待办任务:
对照提取的文本,判断下面三句话是否与它相符。每句回答"是"或"否",并一字不差地引用文本中起决定作用的原话。
1. 地铁的速度是每小时40公里。
2. 在同一条线路1-2-3上,可以从1站直接坐地铁到3站。
3. 城里的地铁站加起来不超过200个。

提取的文本:
○ ○ ○ ○ ○ ○ ○
You walk at a speed of 10 km/h. The subway travels at 40 km/h. Assume that you are lucky, and whenever you arrive at a subway station, a train is there that you can board immediately. You may get on and off the subway any number of times, and you may switch between different subway lines if you wish. All subway lines go in both directions.
Input
Input consists of the x,y coordinates of your home and your school, followed by specifications of several subway lines. Each subway line consists of the non-negative integer x,y coordinates of each stop on the line, in order. You may assume the subway runs in a straight line between adjacent stops, and the coordinates represent an integral number of metres. Each line has at least two stops. The end of each subway line is followed by the dummy coordinate pair -1,-1. In total there are at most 200 subway stops in the city.
Output
Output is the number of minutes it will take you to get to school, rounded to the nearest minute, taking the fastest route.
Sample Input
0 0 10000 1000
0 200 5000 200 7000 200 -1 -1
2000 600 5000 600 10000 600 -1 -1Sample Output
21题意:一个人从家要到学校去,途中有许多车站,所以有步行和做地铁两种方式,其速度分别是10km/h 和40km/h。输入的规则是第一行输入的是x1,y1,x2,y2,分别代表家的坐标和学校的坐标。以后输入的是车站的坐标,数目不超过200,相邻的两个站点可以坐地铁,其他的需要步行。问到达学校的最短时间是多少?
思路:这题主要麻烦的一个是建图,还一个是精度问题,输入时注意要用while (scanf(.....) != EOF),建好图后就是简单的最短路径问题,可以直接套dijkstra算法模板。注意:同一条地铁线路只能一站一站坐不然就要步行过去。比如线路1-2-3,1-2可以坐地铁,但是1-3就要步行才能到达。输出要求输出整型,注意精度。
网上有人说用printf(“%d\n”,(int)(dist[a]+0.5)),但实际上直接printf("%.0f",dist[a])也可以。
不知道为什么只改最后的输出形式,时间差了31ms。
这题原来一直错在计算时间的函数写法上,本来还以为是输出精度的问题。
一开始写成这种形式,直接在函数中判断得出结果。但是一直wa。
double dist_cal(int a, int b, int c, int d, int ct) {
if (!ct)
return sqrt((a - c)*(a - c) + (b - d)*(b - d))*3.0 / 500.0;
else
return sqrt((a - c)*(a - c) + (b - d)*(b - d))*3.0 / 2000.0;
}后来换成这样的,然后在建图的时候计算时间,就可以过。可能也是精度问题。
○ ○ ○ ○ ○ ○ ○
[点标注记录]

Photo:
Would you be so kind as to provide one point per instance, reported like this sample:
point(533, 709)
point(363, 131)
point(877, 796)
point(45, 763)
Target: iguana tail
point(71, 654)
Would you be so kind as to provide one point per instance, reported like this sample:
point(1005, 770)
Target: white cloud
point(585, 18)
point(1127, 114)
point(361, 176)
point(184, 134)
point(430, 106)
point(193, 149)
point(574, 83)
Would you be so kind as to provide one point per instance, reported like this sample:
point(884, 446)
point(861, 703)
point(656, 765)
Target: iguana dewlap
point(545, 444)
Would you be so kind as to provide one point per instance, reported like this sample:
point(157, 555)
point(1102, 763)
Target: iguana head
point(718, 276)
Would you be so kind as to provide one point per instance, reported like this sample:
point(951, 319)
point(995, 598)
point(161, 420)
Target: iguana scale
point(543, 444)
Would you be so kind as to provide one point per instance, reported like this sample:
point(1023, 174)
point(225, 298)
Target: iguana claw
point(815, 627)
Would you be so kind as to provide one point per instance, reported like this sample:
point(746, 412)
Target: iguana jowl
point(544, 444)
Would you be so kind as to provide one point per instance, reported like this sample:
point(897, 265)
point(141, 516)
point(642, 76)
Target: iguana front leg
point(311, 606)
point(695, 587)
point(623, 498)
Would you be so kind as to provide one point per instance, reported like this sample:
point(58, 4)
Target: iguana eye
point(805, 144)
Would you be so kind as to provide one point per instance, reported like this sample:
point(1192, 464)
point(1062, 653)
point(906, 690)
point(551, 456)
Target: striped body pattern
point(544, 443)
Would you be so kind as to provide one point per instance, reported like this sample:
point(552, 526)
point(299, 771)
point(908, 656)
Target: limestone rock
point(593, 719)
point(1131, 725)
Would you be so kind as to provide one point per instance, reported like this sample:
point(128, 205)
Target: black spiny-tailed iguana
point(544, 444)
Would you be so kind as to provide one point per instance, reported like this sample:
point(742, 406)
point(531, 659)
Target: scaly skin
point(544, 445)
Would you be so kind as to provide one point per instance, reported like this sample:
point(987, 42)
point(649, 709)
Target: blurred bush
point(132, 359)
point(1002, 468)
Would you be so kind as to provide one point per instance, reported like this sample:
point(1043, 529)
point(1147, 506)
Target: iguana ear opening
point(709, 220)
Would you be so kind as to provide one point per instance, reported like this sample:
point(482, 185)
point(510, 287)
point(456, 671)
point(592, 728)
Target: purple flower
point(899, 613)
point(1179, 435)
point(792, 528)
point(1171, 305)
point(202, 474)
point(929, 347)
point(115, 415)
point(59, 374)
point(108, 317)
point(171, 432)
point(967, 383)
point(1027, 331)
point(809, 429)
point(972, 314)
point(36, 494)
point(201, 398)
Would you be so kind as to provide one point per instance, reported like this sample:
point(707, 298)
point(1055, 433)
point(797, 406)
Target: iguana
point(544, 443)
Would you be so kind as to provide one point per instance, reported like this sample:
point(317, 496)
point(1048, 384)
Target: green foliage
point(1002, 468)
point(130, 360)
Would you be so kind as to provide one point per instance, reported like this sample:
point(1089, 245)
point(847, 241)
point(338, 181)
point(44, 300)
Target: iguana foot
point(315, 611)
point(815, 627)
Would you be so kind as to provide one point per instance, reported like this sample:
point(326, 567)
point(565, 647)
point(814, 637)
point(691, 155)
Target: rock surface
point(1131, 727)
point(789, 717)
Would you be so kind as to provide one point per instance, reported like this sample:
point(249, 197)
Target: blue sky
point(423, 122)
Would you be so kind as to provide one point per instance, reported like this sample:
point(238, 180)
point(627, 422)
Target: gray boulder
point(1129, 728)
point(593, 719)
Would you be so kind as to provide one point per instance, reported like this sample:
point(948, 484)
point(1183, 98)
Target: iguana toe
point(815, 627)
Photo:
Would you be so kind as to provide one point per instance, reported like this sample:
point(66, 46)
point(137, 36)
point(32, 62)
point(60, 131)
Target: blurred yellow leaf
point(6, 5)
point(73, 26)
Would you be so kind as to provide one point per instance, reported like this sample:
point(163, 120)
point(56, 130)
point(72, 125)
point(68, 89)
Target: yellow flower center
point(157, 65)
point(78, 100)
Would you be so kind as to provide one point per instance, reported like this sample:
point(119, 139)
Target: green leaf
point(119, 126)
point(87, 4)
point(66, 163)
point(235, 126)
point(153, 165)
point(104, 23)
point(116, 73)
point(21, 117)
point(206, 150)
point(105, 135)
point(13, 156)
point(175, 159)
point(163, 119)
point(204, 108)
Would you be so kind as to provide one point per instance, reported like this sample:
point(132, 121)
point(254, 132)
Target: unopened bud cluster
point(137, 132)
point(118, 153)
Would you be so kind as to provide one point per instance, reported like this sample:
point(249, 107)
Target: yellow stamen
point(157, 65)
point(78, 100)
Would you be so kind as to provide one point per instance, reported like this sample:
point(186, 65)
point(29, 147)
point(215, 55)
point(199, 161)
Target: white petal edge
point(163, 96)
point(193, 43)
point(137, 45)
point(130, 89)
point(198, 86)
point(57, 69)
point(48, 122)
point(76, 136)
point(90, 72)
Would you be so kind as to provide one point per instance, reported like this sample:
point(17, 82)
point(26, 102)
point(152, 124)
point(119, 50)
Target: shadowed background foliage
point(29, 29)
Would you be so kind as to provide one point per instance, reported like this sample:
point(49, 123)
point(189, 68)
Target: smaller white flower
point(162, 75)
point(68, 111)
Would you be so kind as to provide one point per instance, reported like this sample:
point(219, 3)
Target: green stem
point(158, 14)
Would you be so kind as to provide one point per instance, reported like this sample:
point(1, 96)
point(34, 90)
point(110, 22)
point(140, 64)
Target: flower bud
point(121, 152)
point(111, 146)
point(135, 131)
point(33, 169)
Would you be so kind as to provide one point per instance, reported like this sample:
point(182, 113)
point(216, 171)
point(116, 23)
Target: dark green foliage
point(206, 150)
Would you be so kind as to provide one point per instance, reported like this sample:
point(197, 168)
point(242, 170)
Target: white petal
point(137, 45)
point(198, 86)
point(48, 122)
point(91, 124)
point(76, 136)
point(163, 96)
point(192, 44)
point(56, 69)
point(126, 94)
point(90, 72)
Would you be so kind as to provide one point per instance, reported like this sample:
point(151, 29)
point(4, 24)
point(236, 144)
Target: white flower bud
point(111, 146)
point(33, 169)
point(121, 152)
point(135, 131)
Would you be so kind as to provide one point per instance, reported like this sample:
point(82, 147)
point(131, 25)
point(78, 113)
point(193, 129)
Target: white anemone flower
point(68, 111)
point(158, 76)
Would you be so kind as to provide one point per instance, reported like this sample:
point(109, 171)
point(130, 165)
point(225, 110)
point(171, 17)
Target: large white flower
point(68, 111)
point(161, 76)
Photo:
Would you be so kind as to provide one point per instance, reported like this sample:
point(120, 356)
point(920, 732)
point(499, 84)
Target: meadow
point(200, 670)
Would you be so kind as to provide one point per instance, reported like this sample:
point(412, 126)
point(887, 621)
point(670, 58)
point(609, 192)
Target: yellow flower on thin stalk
○ ○ ○ ○ ○ ○ ○
完成的任务:
1. 是。"The subway travels at 40 km/h."
2. 否。"比如线路1-2-3,1-2可以坐地铁,但是1-3就要步行才能到达。"
3. 是。"In total there are at most 200 subway stops in the city."